**Task to complete:** Reproduce all entries verbatim, with nothing added or dropped.

**Recorded information:**
[Start of section]

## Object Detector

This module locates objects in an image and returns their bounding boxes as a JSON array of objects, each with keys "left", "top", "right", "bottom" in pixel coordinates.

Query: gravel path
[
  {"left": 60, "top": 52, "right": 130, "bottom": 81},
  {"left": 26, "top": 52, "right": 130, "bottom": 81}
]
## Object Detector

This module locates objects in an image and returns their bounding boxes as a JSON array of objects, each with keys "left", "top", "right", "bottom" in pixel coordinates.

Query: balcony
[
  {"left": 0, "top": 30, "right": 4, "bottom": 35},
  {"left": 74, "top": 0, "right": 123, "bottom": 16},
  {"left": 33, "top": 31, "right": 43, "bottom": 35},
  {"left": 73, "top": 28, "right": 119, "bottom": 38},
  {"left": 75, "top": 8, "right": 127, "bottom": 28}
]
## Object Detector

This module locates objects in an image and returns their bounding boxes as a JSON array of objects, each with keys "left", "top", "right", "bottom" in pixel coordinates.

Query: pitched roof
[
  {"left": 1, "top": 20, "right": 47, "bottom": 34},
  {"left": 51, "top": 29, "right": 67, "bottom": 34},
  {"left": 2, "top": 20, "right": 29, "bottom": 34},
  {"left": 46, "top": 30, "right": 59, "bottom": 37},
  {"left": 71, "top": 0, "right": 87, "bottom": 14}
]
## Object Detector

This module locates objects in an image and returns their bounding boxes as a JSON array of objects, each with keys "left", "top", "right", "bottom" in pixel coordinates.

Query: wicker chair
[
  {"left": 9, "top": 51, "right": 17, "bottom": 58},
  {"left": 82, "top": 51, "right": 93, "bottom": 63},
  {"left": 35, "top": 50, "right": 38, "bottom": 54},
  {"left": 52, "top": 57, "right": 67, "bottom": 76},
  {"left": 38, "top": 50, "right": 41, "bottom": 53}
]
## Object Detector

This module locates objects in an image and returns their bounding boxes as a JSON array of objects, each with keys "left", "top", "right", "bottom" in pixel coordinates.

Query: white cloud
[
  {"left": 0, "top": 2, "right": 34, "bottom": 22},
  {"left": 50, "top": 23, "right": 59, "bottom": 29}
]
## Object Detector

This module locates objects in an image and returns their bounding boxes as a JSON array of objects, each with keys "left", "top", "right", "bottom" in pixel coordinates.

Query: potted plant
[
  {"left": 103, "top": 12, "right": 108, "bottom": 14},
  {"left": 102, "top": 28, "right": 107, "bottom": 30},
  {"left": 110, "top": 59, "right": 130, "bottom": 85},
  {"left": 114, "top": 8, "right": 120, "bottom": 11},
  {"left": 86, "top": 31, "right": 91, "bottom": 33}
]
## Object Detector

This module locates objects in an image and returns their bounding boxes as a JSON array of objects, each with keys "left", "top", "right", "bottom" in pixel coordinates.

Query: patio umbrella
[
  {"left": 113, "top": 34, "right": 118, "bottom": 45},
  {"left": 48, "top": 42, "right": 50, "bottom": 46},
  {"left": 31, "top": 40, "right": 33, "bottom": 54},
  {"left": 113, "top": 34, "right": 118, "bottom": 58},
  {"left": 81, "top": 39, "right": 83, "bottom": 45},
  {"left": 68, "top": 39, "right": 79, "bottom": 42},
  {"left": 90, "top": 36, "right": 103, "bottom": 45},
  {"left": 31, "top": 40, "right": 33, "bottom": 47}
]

[End of section]

**Output for this exercise:**
## Object Detector

This module locates objects in an image and returns their bounding boxes as a JSON array of objects, each with keys "left", "top", "right", "bottom" in pixel coordinates.

Query: gravel path
[
  {"left": 60, "top": 52, "right": 130, "bottom": 81},
  {"left": 26, "top": 52, "right": 130, "bottom": 81}
]
## Object Detector

This module locates objects in an image and returns their bounding boxes as a JSON array of objects, each with keys "left", "top", "right", "bottom" in pixel coordinates.

Query: balcony
[
  {"left": 0, "top": 30, "right": 4, "bottom": 35},
  {"left": 74, "top": 0, "right": 123, "bottom": 16},
  {"left": 33, "top": 31, "right": 43, "bottom": 35},
  {"left": 73, "top": 28, "right": 119, "bottom": 38},
  {"left": 75, "top": 8, "right": 127, "bottom": 28}
]
## Object Detector

This module locates objects in an image and returns their bounding boxes as a JSON array of objects, each with keys "left", "top", "right", "bottom" in pixel coordinates.

Query: pitched roof
[
  {"left": 1, "top": 20, "right": 47, "bottom": 34},
  {"left": 51, "top": 29, "right": 67, "bottom": 34},
  {"left": 2, "top": 20, "right": 29, "bottom": 34},
  {"left": 46, "top": 30, "right": 59, "bottom": 37},
  {"left": 71, "top": 0, "right": 87, "bottom": 14}
]
## Object Detector

This module locates objects in an image and returns their bounding boxes as a JSON array of objects, each with keys "left", "top", "right", "bottom" in pixel coordinates.

Query: wicker chair
[
  {"left": 9, "top": 51, "right": 17, "bottom": 58},
  {"left": 82, "top": 51, "right": 93, "bottom": 63},
  {"left": 35, "top": 50, "right": 38, "bottom": 54},
  {"left": 52, "top": 57, "right": 67, "bottom": 76},
  {"left": 38, "top": 50, "right": 41, "bottom": 53}
]
## Object Detector

This module locates objects in an image and returns their bounding boxes as a JSON array of objects, each with keys "left", "top", "right", "bottom" in pixel coordinates.

Query: white cloud
[
  {"left": 0, "top": 2, "right": 34, "bottom": 22},
  {"left": 50, "top": 23, "right": 59, "bottom": 29}
]
## Object Detector

This module locates objects in an image and returns their bounding boxes as a JSON array of objects, each with keys "left", "top", "right", "bottom" in pixel coordinates.

Query: potted plant
[
  {"left": 103, "top": 12, "right": 108, "bottom": 14},
  {"left": 102, "top": 28, "right": 107, "bottom": 30},
  {"left": 110, "top": 59, "right": 130, "bottom": 85},
  {"left": 114, "top": 8, "right": 120, "bottom": 11},
  {"left": 86, "top": 31, "right": 91, "bottom": 33}
]
## Object Detector

This module locates objects in an image and returns their bounding boxes as a JSON array of objects, each with keys "left", "top", "right", "bottom" in pixel coordinates.

Query: patio umbrella
[
  {"left": 113, "top": 34, "right": 118, "bottom": 45},
  {"left": 48, "top": 42, "right": 50, "bottom": 46},
  {"left": 31, "top": 40, "right": 33, "bottom": 54},
  {"left": 113, "top": 34, "right": 118, "bottom": 58},
  {"left": 81, "top": 39, "right": 83, "bottom": 45},
  {"left": 68, "top": 39, "right": 79, "bottom": 42},
  {"left": 90, "top": 36, "right": 103, "bottom": 45},
  {"left": 31, "top": 40, "right": 33, "bottom": 47}
]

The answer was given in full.